> WRITTEN REQUEST: Print the records below exactly as they appear.

****

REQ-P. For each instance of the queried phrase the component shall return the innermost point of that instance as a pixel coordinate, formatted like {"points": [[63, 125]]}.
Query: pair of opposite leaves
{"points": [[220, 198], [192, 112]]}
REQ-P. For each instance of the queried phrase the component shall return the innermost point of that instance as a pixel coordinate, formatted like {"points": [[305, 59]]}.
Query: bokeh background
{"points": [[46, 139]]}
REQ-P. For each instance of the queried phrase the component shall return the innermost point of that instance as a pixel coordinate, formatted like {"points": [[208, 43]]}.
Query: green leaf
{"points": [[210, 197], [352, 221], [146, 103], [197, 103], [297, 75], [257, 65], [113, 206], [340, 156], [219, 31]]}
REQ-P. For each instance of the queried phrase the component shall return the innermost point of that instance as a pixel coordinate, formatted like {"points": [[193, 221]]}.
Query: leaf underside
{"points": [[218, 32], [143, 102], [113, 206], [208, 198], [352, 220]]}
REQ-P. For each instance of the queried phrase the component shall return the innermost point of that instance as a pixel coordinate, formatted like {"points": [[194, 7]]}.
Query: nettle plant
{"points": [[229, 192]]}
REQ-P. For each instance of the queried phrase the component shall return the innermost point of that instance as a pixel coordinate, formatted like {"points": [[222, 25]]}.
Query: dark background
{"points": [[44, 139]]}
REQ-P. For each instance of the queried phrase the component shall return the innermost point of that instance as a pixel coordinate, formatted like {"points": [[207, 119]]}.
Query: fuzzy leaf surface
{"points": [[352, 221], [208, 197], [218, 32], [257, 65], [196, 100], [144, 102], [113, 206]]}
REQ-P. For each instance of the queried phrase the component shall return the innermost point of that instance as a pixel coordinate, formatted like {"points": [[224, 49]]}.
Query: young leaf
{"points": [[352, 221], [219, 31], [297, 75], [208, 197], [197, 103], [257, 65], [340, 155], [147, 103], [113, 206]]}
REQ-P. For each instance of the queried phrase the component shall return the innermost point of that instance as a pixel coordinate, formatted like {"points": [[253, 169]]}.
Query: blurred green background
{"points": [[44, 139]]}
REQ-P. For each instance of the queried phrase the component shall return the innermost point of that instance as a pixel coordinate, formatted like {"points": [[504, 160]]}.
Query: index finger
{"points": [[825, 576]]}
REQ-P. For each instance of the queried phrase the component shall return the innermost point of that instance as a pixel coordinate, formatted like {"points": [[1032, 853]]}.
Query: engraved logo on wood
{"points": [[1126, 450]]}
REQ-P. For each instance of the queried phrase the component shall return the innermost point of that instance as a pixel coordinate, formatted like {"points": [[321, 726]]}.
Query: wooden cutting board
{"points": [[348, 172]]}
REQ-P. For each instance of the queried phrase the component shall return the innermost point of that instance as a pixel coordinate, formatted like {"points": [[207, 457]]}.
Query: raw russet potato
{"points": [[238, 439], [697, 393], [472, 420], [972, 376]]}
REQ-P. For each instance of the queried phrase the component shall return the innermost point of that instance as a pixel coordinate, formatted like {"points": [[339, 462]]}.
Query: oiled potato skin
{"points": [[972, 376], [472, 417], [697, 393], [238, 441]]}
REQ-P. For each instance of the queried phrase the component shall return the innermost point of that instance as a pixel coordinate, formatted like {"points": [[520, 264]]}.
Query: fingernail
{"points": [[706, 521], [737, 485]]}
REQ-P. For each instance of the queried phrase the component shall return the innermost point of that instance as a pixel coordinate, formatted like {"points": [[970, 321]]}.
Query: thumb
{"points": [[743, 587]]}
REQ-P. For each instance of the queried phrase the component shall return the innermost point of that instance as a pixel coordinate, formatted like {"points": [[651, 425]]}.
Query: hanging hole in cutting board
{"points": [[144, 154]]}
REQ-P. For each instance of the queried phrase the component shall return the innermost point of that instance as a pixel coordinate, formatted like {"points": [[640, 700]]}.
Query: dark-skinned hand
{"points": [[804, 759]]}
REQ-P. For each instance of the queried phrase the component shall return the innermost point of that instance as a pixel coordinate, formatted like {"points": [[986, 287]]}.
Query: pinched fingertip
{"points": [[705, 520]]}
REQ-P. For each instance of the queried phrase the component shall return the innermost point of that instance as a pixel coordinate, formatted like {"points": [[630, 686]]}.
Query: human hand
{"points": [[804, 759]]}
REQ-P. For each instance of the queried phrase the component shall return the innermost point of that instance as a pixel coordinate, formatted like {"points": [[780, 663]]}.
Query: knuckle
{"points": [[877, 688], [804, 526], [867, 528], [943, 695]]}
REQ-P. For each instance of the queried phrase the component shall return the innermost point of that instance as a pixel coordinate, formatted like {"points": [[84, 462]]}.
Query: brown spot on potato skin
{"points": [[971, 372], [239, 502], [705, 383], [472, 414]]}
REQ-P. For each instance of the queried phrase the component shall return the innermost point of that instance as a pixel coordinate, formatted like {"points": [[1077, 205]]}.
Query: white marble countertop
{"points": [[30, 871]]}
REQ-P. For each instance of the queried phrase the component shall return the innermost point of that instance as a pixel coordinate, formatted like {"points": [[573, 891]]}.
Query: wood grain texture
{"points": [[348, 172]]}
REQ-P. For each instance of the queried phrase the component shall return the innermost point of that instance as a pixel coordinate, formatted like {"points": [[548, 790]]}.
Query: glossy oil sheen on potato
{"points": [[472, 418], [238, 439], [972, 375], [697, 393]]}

****

> SOLUTION BELOW:
REQ-P. For each instance of the queried phrase the component shall return the innermost point of that instance as a pixel coordinate, formatted like {"points": [[63, 125]]}.
Query: pair of opposite leaves
{"points": [[220, 198], [192, 112]]}
REQ-P. For each instance of the queried phrase the component shall return the innermost point of that instance as a pixel coordinate, formatted like {"points": [[305, 59]]}.
Query: bokeh background
{"points": [[46, 139]]}
REQ-P. For each instance of the queried phrase the component shall return the innermost point of that instance as a pixel coordinate, formatted like {"points": [[208, 43]]}.
Query: green leaf
{"points": [[210, 197], [352, 221], [146, 103], [197, 103], [297, 75], [257, 65], [113, 206], [340, 156], [219, 31]]}
REQ-P. For each instance of the queried phrase the component shall return the innermost point of that instance as a pixel coordinate, formatted like {"points": [[193, 221]]}.
Query: leaf underside
{"points": [[218, 32], [143, 102], [113, 206], [208, 198], [352, 220]]}
REQ-P. For each instance of the queried phrase the component shall return the innermost point of that instance as a pixel coordinate, formatted like {"points": [[194, 7]]}.
Query: nettle plant
{"points": [[229, 192]]}
REQ-P. For each instance of the queried phrase the component shall return the innermost point of that instance as a pixel coordinate, formatted like {"points": [[222, 25]]}.
Query: dark background
{"points": [[44, 139]]}
REQ-P. For each instance of the queried phrase the component shall return the innermost point of that instance as a pixel coordinate, formatted like {"points": [[207, 119]]}.
Query: fuzzy leaf surface
{"points": [[352, 221], [208, 197], [218, 32], [257, 65], [196, 100], [144, 102], [113, 206]]}
REQ-P. For each instance of the queried phrase the component shall return the innermost point of that instance as a pixel coordinate, formatted like {"points": [[224, 49]]}.
Query: young leaf
{"points": [[352, 221], [219, 31], [297, 75], [208, 197], [197, 103], [257, 65], [340, 155], [147, 103], [113, 206]]}
REQ-P. For each instance of the queried phrase the component shall return the innermost point of that instance as a pixel coordinate, formatted like {"points": [[253, 169]]}.
Query: blurred green background
{"points": [[44, 139]]}
REQ-P. For each instance of the queried phrase the component shall return the innermost point of that instance as a pixel coordinate, formatted like {"points": [[504, 160]]}.
Query: index finger
{"points": [[825, 576]]}
REQ-P. For each instance of the queried phrase the component shall return the innermost point of that instance as a pixel coordinate, formatted like {"points": [[1032, 853]]}.
Query: engraved logo on wood
{"points": [[1126, 450]]}
REQ-P. For each instance of the queried phrase the component shall return the innermost point of that instance as a pixel coordinate, formatted like {"points": [[321, 726]]}.
Query: wooden cutting board
{"points": [[348, 172]]}
REQ-P. For each instance of the queried phrase the component shall return the innermost point of that instance as a pixel coordinate, formatted like {"points": [[207, 457]]}.
Query: raw russet potato
{"points": [[238, 439], [697, 393], [472, 420], [972, 376]]}
REQ-P. For each instance of the queried phrase the component shall return the innermost point of that instance as a pixel coordinate, formatted like {"points": [[339, 462]]}.
Query: oiled potato skin
{"points": [[972, 376], [472, 417], [697, 393], [238, 441]]}
REQ-P. For each instance of the queried phrase the component shall return the innermost point of that instance as a pixel coordinate, formatted like {"points": [[520, 264]]}.
Query: fingernail
{"points": [[706, 521], [737, 485]]}
REQ-P. For each instance of the queried phrase the component shall return the innermost point of that instance as a pixel coordinate, formatted like {"points": [[970, 321]]}.
Query: thumb
{"points": [[743, 587]]}
REQ-P. For each instance of the queried phrase the component shall return the innermost point of that instance as a pixel coordinate, formatted like {"points": [[651, 425]]}.
Query: hanging hole in cutting board
{"points": [[144, 154]]}
REQ-P. For each instance of the queried phrase the component shall return the innermost point of that instance as a pixel coordinate, formatted like {"points": [[640, 700]]}.
Query: dark-skinned hand
{"points": [[804, 759]]}
REQ-P. For each instance of the queried phrase the component shall return the innermost point of that instance as a pixel coordinate, formatted like {"points": [[986, 287]]}.
Query: pinched fingertip
{"points": [[705, 520]]}
REQ-P. For each instance of the queried phrase the component shall return the innermost point of that instance as a pixel coordinate, formatted like {"points": [[630, 686]]}.
Query: human hand
{"points": [[804, 759]]}
REQ-P. For each instance of the queried phrase the component shall return the innermost point of that instance as a pixel coordinate, formatted like {"points": [[780, 663]]}.
Query: knuckle
{"points": [[877, 688], [804, 526], [867, 528], [943, 695]]}
REQ-P. For each instance of the queried phrase the component shall return the innermost point of that instance as a pixel coordinate, formatted like {"points": [[84, 462]]}.
Query: brown spot on potato skin
{"points": [[971, 372], [239, 502], [705, 383], [472, 414]]}
REQ-P. For each instance of the queried phrase the component shall return the innermost point of that instance as a pixel coordinate, formatted like {"points": [[1077, 205]]}.
Query: white marble countertop
{"points": [[30, 871]]}
REQ-P. For each instance of the queried phrase the component shall return the innermost point of that instance as a pixel coordinate, formatted like {"points": [[573, 891]]}.
Query: wood grain texture
{"points": [[348, 172]]}
REQ-P. For each instance of the queried phrase the component shall return the innermost point of that instance as a pixel coordinate, formatted like {"points": [[548, 790]]}.
Query: glossy oil sheen on potato
{"points": [[472, 418], [238, 439], [972, 375], [697, 393]]}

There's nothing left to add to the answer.